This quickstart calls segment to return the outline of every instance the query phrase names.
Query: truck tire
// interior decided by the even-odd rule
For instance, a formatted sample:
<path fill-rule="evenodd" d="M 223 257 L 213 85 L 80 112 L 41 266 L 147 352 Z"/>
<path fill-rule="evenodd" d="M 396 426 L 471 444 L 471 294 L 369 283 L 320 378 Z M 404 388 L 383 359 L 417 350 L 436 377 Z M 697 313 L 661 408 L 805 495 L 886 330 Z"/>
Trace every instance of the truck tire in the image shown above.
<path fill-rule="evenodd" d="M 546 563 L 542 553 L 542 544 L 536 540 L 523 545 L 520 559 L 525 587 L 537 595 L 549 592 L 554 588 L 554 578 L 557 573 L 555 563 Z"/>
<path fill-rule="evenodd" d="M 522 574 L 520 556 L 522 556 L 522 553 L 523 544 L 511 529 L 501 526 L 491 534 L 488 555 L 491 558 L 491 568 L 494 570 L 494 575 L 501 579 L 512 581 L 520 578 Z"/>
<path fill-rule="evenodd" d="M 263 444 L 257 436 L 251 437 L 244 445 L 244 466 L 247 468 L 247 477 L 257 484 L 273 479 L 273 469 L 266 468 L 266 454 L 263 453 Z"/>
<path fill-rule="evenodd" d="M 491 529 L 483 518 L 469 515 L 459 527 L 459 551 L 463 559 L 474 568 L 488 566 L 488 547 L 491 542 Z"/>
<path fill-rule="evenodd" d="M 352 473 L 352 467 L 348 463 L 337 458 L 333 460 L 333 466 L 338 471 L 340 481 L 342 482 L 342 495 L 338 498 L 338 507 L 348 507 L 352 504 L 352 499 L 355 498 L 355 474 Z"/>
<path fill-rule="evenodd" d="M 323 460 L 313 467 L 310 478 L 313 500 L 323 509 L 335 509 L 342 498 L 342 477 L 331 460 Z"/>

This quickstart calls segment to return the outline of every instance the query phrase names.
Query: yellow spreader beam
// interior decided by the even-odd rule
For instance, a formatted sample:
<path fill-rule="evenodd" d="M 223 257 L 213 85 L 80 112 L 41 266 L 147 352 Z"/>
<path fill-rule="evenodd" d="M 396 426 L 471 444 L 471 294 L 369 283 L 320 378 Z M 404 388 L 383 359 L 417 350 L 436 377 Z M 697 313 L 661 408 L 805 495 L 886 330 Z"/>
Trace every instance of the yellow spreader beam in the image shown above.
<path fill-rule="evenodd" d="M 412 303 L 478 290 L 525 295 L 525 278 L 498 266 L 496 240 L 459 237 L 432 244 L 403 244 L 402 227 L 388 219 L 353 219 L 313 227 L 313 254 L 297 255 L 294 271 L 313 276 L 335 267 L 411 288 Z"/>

WHAT IS REQUIRED:
Reproduce every line of the entries above verbatim, from the first line through the last.

PROBLEM SOLUTION:
This quickstart calls segment to return the outline of every instance the query phrase names.
Query: truck tire
// interior decided by the even-odd rule
For instance, a formatted sample:
<path fill-rule="evenodd" d="M 223 257 L 213 85 L 80 112 L 41 266 L 147 352 Z"/>
<path fill-rule="evenodd" d="M 396 426 L 471 444 L 471 294 L 369 283 L 320 378 Z M 404 388 L 383 359 L 417 350 L 436 377 Z M 697 313 L 661 408 L 805 495 L 886 330 Z"/>
Trace every instance of the truck tire in the image shown above.
<path fill-rule="evenodd" d="M 546 563 L 542 553 L 542 544 L 536 540 L 523 545 L 520 559 L 525 587 L 537 595 L 549 592 L 554 588 L 554 578 L 557 573 L 555 563 Z"/>
<path fill-rule="evenodd" d="M 522 574 L 520 556 L 522 556 L 522 553 L 523 544 L 511 529 L 501 526 L 491 534 L 488 555 L 491 558 L 491 568 L 494 570 L 494 575 L 501 579 L 512 581 L 520 578 Z"/>
<path fill-rule="evenodd" d="M 263 444 L 257 436 L 251 437 L 244 445 L 244 466 L 247 468 L 247 477 L 257 484 L 273 479 L 273 469 L 266 468 L 266 454 L 263 453 Z"/>
<path fill-rule="evenodd" d="M 491 529 L 483 518 L 469 515 L 459 527 L 459 551 L 463 559 L 474 568 L 488 566 L 488 547 L 491 542 Z"/>
<path fill-rule="evenodd" d="M 352 473 L 352 467 L 348 463 L 337 458 L 333 460 L 333 466 L 338 471 L 340 481 L 342 482 L 342 495 L 338 498 L 338 507 L 348 507 L 352 504 L 352 499 L 355 498 L 355 474 Z"/>
<path fill-rule="evenodd" d="M 323 460 L 313 467 L 310 478 L 313 500 L 323 509 L 335 509 L 342 498 L 342 477 L 331 460 Z"/>

This quickstart calls segment to return the outline of every instance the query phrase names.
Query: yellow spreader beam
// interior decided by the even-odd rule
For instance, a formatted sample:
<path fill-rule="evenodd" d="M 223 257 L 213 85 L 80 112 L 41 266 L 147 352 Z"/>
<path fill-rule="evenodd" d="M 396 426 L 471 444 L 471 294 L 369 283 L 320 378 Z M 404 388 L 383 359 L 417 350 L 436 377 Z M 697 313 L 661 408 L 805 495 L 886 330 Z"/>
Trace every instance of the yellow spreader beam in the image shown above.
<path fill-rule="evenodd" d="M 412 303 L 478 290 L 525 295 L 525 278 L 498 266 L 496 240 L 459 237 L 432 244 L 403 244 L 402 227 L 388 219 L 353 219 L 313 227 L 313 254 L 297 255 L 294 271 L 313 276 L 335 267 L 411 288 Z"/>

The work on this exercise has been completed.